■ Description of the task
Locate every line in the records below that contains the string "rounded", and copy each of those lines in full.

■ Entries
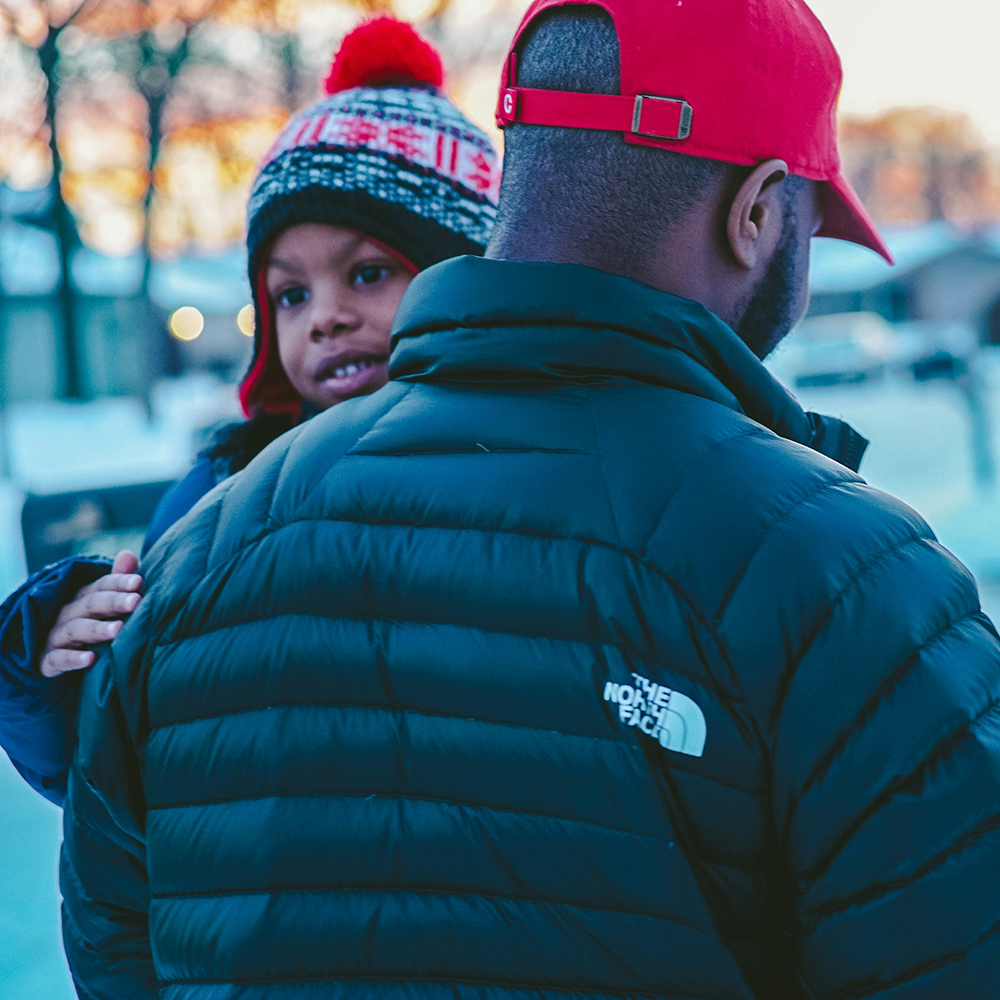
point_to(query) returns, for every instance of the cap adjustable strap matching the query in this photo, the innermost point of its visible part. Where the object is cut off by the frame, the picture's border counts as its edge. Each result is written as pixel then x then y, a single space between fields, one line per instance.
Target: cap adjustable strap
pixel 644 114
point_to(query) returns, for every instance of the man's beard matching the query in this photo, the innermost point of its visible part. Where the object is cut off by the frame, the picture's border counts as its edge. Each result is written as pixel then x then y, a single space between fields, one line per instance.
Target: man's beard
pixel 773 307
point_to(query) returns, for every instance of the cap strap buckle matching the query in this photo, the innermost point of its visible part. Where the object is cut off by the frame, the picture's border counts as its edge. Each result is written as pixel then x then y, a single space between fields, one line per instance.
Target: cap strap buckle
pixel 662 118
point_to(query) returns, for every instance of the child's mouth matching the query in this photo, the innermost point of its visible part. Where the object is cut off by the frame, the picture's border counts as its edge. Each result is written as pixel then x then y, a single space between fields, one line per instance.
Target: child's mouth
pixel 348 375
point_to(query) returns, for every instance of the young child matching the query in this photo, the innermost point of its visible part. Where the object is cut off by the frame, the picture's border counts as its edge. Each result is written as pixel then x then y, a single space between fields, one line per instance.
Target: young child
pixel 379 180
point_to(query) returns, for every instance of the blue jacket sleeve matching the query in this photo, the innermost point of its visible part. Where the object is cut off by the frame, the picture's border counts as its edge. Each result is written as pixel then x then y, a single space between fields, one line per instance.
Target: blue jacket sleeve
pixel 37 714
pixel 179 499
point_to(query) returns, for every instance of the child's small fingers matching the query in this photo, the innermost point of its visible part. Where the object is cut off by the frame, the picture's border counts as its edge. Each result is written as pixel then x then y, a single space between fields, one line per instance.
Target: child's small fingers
pixel 61 661
pixel 79 632
pixel 124 582
pixel 125 562
pixel 103 604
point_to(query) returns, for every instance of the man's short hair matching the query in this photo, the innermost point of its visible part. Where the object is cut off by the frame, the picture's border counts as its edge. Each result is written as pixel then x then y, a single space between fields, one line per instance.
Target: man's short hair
pixel 582 183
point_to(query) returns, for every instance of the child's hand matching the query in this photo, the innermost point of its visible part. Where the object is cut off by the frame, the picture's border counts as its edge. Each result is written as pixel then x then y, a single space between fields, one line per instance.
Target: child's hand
pixel 95 615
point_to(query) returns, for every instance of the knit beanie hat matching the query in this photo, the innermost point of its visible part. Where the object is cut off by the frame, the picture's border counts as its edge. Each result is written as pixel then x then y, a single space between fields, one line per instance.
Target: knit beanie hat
pixel 386 154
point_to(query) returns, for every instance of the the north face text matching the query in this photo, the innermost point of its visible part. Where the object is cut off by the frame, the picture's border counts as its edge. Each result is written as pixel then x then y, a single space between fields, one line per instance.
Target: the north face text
pixel 668 716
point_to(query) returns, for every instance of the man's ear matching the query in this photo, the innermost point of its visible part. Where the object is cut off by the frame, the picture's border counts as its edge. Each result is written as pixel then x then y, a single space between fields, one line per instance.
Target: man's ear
pixel 755 209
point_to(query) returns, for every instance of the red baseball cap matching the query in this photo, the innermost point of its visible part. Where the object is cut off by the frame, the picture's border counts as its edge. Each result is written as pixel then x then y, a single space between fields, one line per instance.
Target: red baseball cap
pixel 740 81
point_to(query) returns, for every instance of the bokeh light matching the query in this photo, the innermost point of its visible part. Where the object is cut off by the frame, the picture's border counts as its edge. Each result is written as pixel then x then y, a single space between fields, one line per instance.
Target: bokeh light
pixel 187 323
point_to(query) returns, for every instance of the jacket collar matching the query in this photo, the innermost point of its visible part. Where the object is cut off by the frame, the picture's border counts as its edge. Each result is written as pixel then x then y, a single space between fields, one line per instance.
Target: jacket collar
pixel 476 320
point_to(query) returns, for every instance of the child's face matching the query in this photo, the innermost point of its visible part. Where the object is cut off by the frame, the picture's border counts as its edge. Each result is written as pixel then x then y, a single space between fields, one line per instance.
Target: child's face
pixel 335 295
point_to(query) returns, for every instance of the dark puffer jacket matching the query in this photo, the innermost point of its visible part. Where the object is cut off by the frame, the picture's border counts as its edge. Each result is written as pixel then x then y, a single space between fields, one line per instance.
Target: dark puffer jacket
pixel 558 668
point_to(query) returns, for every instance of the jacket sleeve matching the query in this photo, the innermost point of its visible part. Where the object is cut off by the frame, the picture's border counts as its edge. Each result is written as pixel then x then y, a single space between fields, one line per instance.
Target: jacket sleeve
pixel 37 714
pixel 883 724
pixel 103 875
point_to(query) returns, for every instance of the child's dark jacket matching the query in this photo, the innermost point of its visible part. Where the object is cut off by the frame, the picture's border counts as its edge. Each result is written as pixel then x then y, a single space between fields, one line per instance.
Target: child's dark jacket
pixel 559 667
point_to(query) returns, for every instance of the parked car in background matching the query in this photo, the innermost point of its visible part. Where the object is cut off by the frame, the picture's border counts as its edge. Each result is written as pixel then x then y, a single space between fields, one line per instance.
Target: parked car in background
pixel 845 348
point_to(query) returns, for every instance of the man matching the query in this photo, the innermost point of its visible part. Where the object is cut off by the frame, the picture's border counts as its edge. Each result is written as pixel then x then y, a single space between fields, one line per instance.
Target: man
pixel 576 661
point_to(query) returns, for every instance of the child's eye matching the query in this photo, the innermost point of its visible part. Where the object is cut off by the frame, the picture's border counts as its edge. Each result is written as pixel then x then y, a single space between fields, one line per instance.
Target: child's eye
pixel 369 274
pixel 292 297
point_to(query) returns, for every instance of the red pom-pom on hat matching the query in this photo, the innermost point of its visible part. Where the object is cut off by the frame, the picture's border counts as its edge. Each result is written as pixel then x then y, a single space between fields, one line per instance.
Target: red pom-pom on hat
pixel 383 52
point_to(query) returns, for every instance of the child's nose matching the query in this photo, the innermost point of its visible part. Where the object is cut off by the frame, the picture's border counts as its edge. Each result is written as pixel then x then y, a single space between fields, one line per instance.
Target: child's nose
pixel 333 315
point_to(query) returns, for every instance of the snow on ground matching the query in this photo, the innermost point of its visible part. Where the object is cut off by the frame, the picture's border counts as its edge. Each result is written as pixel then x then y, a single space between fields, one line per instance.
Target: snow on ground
pixel 920 452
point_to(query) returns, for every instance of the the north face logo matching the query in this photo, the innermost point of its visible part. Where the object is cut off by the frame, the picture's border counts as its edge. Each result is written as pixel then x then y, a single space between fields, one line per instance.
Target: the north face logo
pixel 665 715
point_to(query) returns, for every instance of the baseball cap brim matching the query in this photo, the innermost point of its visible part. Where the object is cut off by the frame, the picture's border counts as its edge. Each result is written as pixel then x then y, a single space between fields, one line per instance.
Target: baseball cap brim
pixel 845 218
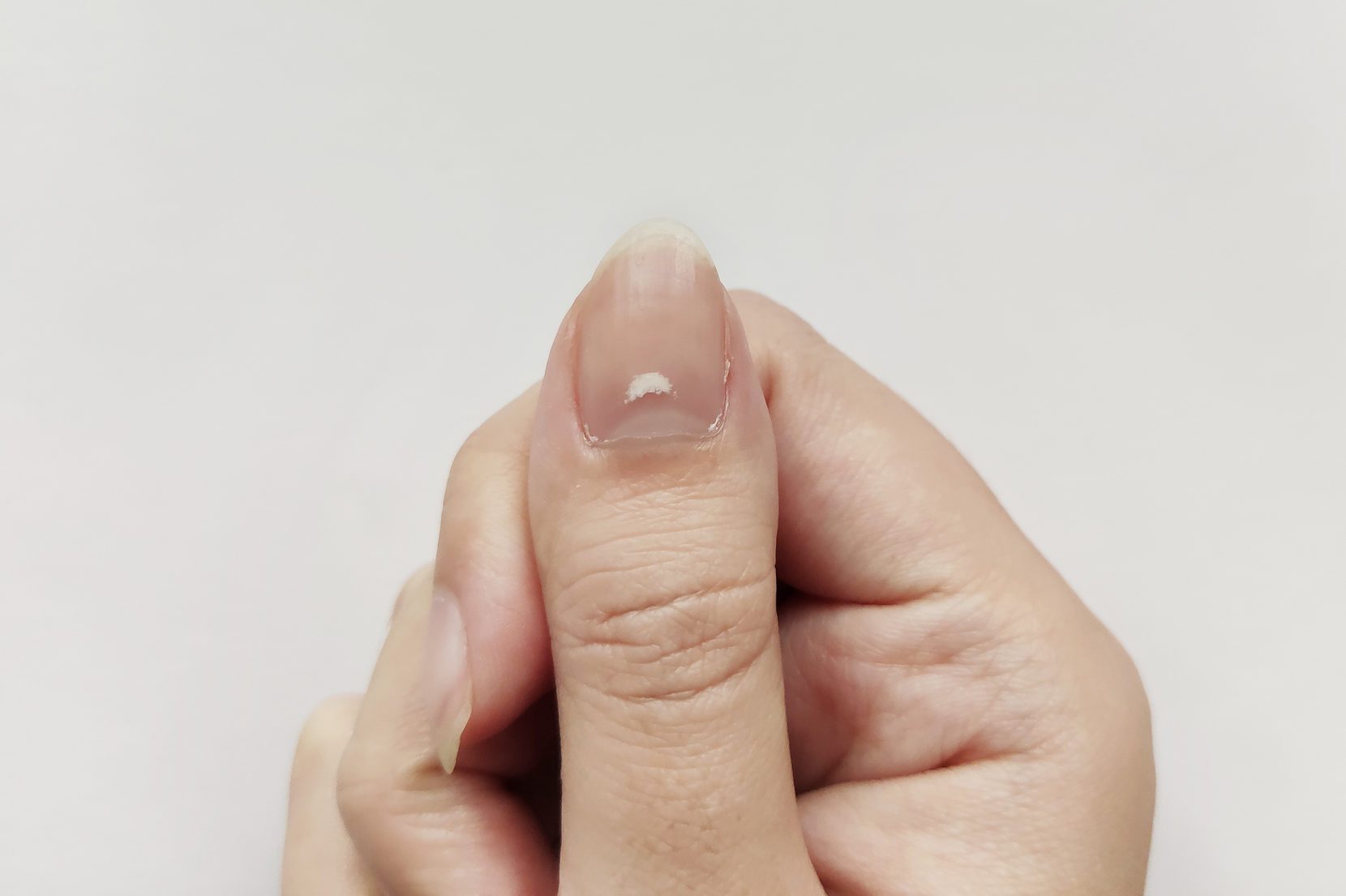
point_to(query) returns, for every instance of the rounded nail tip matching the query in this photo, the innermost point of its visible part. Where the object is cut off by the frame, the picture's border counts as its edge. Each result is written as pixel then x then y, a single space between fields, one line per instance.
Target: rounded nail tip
pixel 657 229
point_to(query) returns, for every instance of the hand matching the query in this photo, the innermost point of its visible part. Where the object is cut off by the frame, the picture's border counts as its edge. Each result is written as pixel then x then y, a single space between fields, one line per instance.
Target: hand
pixel 781 635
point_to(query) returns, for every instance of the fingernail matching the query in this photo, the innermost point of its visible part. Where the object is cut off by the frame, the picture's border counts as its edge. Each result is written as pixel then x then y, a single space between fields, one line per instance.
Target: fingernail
pixel 447 680
pixel 650 331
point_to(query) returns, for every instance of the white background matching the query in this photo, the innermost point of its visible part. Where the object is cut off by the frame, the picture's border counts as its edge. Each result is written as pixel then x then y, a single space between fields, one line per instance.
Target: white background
pixel 264 264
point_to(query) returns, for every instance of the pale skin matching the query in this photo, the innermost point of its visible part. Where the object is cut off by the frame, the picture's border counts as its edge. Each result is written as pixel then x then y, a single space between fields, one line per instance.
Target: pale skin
pixel 779 635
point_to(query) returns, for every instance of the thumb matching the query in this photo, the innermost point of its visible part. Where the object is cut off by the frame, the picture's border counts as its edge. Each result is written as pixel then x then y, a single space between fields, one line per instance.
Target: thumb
pixel 653 508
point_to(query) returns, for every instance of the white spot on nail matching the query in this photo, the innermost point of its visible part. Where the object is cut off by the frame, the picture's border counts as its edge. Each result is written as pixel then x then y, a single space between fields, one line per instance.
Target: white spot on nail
pixel 650 384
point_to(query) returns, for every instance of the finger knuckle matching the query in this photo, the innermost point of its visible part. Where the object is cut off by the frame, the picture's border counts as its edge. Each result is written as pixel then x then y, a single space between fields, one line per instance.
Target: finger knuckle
pixel 324 736
pixel 646 619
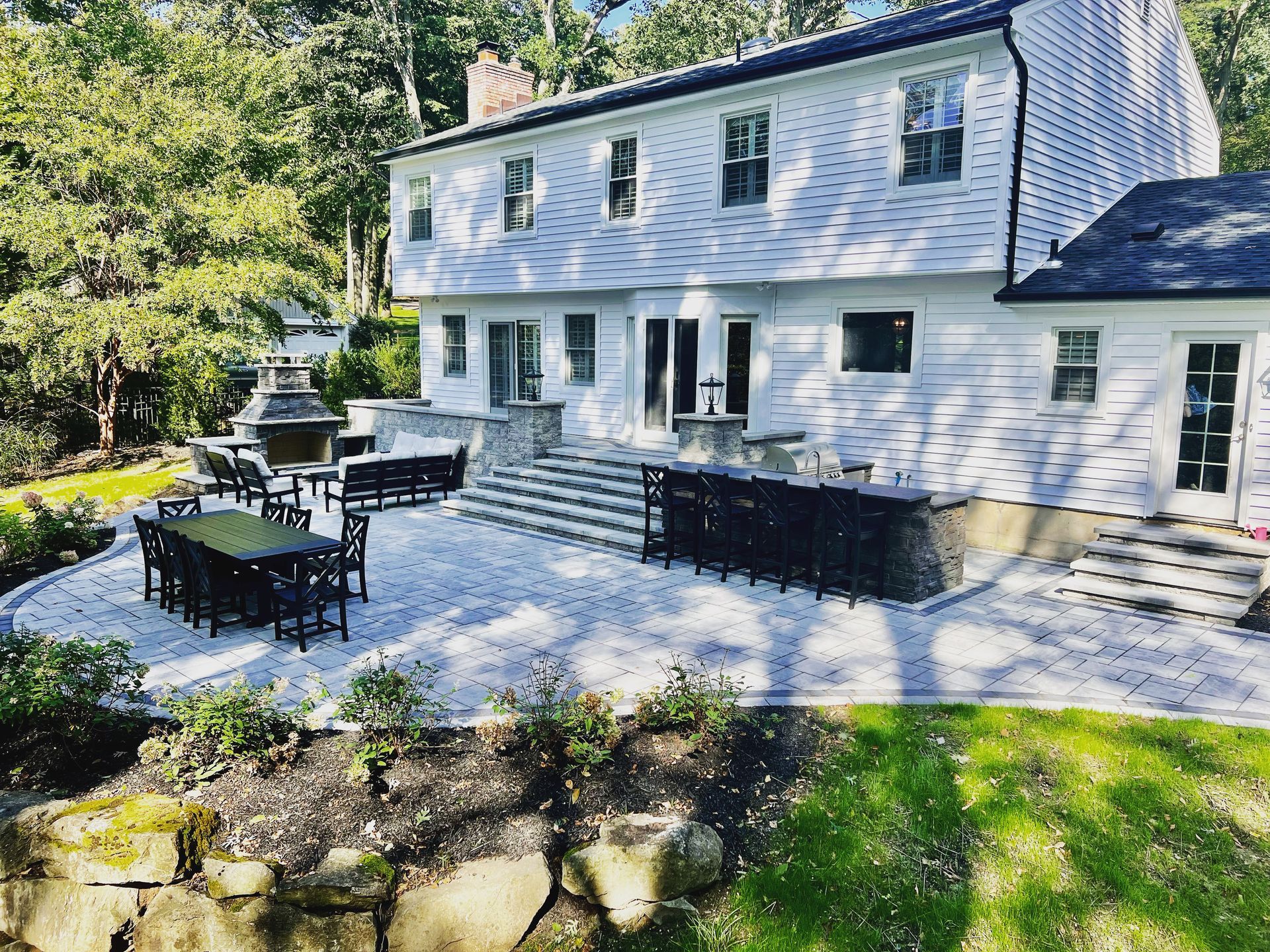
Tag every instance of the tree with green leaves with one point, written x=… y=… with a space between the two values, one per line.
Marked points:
x=143 y=182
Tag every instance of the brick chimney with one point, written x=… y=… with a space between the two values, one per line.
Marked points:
x=494 y=87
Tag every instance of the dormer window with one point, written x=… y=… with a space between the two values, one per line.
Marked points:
x=934 y=130
x=519 y=194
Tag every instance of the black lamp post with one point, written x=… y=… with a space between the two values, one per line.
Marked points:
x=710 y=389
x=534 y=386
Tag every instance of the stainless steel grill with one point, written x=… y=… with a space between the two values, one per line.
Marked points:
x=810 y=459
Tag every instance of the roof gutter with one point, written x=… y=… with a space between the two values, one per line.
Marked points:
x=1016 y=175
x=755 y=71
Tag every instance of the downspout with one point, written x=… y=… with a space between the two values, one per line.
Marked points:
x=1016 y=175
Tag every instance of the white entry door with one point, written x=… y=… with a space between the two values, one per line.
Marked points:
x=1206 y=419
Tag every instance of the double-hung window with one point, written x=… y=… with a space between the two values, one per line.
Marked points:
x=454 y=331
x=579 y=347
x=934 y=130
x=746 y=171
x=519 y=194
x=1075 y=372
x=622 y=178
x=421 y=208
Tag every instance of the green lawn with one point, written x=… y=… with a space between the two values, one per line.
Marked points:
x=112 y=483
x=969 y=829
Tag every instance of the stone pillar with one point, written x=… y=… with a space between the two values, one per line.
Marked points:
x=712 y=440
x=534 y=427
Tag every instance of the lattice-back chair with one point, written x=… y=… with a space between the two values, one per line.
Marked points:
x=187 y=506
x=317 y=587
x=353 y=542
x=668 y=502
x=846 y=524
x=286 y=514
x=778 y=522
x=724 y=513
x=151 y=555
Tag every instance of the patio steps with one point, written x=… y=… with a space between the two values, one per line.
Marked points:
x=1165 y=569
x=579 y=493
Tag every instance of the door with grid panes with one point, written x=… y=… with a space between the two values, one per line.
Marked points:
x=1206 y=420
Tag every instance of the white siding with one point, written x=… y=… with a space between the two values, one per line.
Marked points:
x=1114 y=100
x=829 y=210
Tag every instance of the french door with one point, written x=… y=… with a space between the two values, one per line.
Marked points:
x=515 y=352
x=1206 y=426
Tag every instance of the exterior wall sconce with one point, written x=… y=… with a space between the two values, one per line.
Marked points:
x=710 y=390
x=534 y=386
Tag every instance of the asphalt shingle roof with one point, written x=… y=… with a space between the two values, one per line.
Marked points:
x=1216 y=243
x=929 y=24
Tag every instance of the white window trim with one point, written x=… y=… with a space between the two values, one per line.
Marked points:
x=505 y=235
x=722 y=116
x=640 y=178
x=867 y=379
x=1060 y=409
x=564 y=370
x=896 y=165
x=411 y=178
x=468 y=344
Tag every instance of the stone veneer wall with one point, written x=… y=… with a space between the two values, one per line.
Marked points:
x=529 y=429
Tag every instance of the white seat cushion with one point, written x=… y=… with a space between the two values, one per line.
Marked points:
x=353 y=460
x=259 y=462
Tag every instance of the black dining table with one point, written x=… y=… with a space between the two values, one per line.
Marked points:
x=243 y=541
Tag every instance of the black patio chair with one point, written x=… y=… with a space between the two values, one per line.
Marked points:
x=151 y=556
x=669 y=494
x=318 y=586
x=846 y=526
x=353 y=542
x=287 y=514
x=257 y=484
x=775 y=526
x=224 y=467
x=187 y=506
x=222 y=590
x=724 y=512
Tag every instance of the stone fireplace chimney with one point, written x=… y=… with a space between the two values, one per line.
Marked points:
x=494 y=87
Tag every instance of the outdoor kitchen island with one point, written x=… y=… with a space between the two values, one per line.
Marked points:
x=925 y=530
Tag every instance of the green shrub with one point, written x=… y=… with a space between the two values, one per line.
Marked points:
x=693 y=698
x=219 y=727
x=560 y=717
x=396 y=709
x=71 y=688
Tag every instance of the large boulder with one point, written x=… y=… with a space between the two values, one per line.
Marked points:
x=179 y=920
x=643 y=858
x=347 y=879
x=144 y=838
x=22 y=815
x=59 y=916
x=487 y=906
x=229 y=876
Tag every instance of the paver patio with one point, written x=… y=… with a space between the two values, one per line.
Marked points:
x=482 y=601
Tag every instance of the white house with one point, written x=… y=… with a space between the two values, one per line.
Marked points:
x=843 y=227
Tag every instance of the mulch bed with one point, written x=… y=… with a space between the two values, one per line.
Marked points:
x=21 y=574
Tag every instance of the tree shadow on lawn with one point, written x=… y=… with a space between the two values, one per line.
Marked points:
x=967 y=828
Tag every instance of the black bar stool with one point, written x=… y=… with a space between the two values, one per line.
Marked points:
x=846 y=526
x=724 y=513
x=669 y=494
x=779 y=521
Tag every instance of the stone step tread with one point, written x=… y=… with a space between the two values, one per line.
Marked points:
x=552 y=526
x=562 y=493
x=1173 y=536
x=563 y=510
x=632 y=491
x=595 y=470
x=1179 y=579
x=1175 y=557
x=1155 y=600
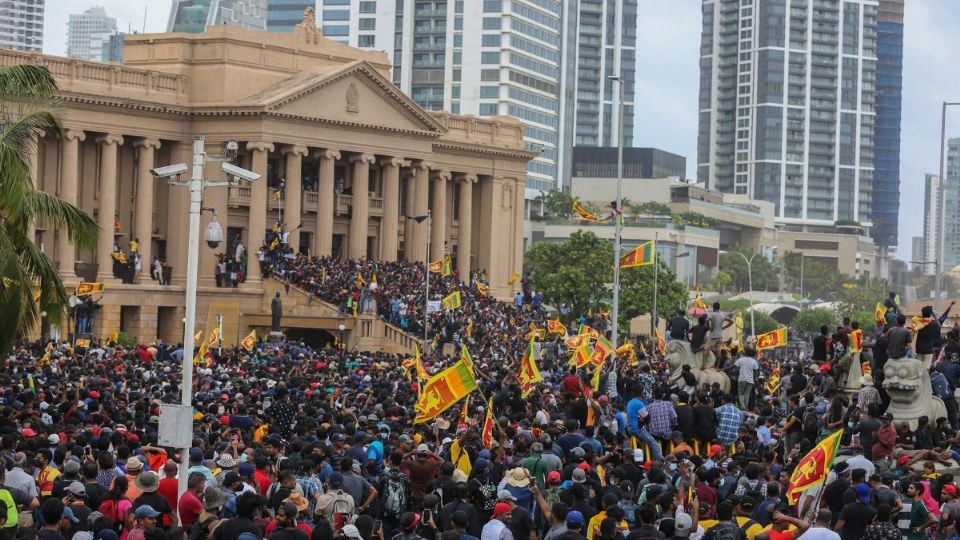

■ Correct output
point_to(query) returns, for every instance of the rounded nail tip matching the query in this photo, the innermost point of its visible part. Where the object is cut off by the frame, the picture's border counts as its edge. Each result is written as pixel then x then y, a single space between fields, one line per instance.
Target: rounded nail tip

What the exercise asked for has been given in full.